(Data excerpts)
-- Opening Marker --

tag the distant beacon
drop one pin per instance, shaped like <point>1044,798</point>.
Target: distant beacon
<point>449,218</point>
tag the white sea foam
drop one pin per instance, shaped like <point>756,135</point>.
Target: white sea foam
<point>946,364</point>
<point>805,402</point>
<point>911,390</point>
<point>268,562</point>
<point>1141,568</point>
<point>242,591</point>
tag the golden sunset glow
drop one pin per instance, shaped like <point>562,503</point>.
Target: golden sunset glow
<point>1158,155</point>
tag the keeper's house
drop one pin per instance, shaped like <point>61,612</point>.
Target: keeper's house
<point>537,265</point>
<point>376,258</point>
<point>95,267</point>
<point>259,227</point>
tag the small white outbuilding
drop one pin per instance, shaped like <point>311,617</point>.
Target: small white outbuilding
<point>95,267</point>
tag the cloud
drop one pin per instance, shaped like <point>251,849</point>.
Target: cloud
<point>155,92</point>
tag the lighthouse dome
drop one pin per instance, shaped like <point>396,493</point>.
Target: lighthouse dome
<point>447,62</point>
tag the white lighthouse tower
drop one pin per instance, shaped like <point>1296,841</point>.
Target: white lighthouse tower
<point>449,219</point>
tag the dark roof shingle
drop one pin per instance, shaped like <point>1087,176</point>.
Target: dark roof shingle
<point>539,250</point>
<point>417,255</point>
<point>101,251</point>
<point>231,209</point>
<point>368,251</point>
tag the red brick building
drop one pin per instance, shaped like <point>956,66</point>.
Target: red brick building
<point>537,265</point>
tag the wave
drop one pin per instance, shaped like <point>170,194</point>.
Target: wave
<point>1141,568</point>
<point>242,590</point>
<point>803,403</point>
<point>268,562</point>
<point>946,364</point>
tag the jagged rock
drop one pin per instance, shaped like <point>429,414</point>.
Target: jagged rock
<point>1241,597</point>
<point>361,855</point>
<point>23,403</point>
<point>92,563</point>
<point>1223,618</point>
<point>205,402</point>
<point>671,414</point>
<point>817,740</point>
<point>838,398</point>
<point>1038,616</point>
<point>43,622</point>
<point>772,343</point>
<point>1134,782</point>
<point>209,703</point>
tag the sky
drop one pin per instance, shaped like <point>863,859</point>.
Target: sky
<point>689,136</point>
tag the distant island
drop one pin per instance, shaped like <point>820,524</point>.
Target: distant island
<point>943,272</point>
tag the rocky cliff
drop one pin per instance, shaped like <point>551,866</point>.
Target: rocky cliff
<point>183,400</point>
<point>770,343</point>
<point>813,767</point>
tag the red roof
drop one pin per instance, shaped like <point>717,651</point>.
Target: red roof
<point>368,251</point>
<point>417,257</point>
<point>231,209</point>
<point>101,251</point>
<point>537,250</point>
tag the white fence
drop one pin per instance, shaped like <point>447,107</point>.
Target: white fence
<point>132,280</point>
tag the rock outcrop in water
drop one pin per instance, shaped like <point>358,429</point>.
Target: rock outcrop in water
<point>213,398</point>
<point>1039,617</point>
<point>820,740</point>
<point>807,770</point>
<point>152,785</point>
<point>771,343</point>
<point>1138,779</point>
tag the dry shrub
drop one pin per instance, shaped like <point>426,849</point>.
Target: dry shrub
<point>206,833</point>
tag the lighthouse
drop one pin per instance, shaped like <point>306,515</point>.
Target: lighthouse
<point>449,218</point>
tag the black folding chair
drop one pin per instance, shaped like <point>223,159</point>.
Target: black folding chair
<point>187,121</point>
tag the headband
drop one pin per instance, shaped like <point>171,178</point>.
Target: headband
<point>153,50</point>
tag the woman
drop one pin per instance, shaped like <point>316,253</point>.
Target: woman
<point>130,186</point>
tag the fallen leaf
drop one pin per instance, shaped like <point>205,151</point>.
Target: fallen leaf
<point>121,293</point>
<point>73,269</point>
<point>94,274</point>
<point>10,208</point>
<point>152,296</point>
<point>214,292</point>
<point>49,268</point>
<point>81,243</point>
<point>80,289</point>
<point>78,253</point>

-- Closing Marker --
-- Opening Marker --

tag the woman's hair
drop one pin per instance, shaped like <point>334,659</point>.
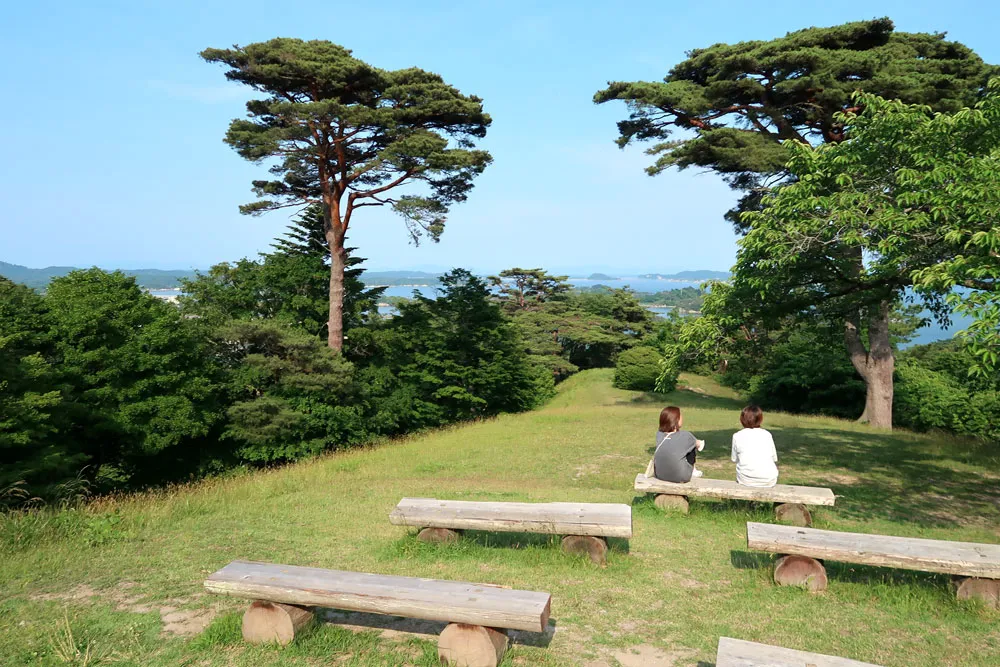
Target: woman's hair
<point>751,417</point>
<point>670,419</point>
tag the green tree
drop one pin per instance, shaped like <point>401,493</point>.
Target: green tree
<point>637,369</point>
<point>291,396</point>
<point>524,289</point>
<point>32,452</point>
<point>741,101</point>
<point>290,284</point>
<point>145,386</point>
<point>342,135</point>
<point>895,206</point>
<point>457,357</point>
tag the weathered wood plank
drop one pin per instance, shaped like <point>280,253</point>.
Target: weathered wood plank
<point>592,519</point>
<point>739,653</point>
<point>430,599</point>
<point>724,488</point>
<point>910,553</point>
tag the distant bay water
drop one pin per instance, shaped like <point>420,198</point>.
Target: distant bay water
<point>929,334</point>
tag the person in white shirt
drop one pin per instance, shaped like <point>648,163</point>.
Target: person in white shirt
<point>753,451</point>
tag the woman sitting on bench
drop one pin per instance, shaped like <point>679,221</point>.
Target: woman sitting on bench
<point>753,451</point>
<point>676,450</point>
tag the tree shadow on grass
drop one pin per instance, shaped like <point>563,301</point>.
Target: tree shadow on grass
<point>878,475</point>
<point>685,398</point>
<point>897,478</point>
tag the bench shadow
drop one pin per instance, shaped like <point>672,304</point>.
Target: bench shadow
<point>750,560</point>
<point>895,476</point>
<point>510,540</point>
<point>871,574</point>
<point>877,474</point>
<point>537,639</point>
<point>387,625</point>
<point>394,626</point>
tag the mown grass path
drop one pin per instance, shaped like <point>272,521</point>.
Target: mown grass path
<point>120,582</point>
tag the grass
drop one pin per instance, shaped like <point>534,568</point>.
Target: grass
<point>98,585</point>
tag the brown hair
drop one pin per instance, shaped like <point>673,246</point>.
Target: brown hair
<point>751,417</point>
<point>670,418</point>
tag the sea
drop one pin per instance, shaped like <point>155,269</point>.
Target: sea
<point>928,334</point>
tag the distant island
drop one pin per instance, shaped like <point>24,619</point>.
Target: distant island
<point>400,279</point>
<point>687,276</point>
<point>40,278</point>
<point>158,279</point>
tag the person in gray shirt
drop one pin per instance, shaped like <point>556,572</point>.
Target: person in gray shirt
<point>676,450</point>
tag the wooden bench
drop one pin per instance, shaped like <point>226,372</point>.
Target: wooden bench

-- Closing Marker --
-- Opening Marker --

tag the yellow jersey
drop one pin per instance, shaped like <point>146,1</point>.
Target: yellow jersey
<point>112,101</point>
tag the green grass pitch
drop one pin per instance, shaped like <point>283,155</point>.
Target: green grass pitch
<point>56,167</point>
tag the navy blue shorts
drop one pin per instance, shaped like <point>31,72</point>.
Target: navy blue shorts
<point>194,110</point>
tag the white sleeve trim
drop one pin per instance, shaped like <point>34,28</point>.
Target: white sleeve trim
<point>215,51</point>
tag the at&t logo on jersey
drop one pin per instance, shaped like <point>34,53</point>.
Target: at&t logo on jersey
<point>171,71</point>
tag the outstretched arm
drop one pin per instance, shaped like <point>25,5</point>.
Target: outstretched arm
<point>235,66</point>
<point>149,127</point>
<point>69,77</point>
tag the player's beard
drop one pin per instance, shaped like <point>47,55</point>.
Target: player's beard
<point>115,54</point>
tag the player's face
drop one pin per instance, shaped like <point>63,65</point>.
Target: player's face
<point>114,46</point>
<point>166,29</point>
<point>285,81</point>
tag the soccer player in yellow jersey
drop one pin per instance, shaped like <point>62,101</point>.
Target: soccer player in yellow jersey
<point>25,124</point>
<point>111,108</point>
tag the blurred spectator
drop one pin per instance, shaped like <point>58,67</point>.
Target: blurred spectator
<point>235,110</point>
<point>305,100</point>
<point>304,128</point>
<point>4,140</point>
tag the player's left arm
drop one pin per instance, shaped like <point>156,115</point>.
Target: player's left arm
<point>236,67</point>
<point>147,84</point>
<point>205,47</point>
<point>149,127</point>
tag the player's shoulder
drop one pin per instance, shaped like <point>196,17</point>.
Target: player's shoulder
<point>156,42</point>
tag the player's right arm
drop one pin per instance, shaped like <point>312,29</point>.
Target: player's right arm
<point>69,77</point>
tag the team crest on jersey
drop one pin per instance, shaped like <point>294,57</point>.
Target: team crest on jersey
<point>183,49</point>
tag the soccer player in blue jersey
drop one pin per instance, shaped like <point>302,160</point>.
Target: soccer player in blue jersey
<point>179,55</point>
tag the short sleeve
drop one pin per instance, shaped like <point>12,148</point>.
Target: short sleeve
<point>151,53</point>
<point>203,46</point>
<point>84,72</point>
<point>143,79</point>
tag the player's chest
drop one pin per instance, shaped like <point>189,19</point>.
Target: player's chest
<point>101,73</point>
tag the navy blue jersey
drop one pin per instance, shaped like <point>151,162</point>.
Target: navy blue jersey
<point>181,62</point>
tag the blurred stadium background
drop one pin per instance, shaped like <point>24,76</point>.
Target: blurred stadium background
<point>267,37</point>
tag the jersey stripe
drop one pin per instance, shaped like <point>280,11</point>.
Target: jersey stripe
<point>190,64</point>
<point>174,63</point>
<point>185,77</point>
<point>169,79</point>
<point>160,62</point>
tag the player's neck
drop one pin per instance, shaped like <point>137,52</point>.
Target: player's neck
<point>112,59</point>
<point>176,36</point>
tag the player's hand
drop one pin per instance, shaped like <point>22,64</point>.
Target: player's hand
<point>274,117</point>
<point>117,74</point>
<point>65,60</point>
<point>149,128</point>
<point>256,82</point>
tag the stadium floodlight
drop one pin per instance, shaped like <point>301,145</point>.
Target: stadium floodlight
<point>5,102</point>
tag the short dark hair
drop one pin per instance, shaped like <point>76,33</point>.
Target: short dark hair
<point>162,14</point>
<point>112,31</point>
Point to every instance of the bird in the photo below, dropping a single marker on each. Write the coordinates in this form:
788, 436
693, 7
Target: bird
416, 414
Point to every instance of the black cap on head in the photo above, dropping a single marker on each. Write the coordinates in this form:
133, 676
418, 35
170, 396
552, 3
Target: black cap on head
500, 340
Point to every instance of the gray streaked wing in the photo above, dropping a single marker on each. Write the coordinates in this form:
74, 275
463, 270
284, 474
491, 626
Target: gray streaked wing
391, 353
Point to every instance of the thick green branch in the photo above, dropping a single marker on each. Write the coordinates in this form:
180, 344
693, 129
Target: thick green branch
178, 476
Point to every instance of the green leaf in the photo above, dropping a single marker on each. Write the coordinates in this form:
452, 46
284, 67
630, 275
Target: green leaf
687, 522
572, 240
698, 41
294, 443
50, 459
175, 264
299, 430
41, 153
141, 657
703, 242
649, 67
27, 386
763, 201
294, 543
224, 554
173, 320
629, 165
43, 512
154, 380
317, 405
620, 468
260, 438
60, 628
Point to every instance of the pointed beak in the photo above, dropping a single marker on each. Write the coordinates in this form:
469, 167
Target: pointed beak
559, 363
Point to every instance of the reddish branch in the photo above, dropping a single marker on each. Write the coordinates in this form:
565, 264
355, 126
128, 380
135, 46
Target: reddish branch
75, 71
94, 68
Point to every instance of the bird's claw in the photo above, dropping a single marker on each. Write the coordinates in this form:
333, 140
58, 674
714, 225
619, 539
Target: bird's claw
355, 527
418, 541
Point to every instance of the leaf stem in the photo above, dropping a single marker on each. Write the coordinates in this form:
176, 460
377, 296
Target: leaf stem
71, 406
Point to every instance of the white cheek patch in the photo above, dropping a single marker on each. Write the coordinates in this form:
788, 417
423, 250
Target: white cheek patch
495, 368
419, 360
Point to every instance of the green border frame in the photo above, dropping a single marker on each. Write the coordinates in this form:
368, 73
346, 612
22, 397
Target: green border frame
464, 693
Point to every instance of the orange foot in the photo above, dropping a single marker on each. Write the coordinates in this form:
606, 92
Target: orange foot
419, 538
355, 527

-- Closing Marker --

§ **WHAT YOU WILL DO**: In the records above, find each line that mentions the string "wooden", then copy it.

§ **EXERCISE RESULT**:
tag the wooden bench
Target: wooden bench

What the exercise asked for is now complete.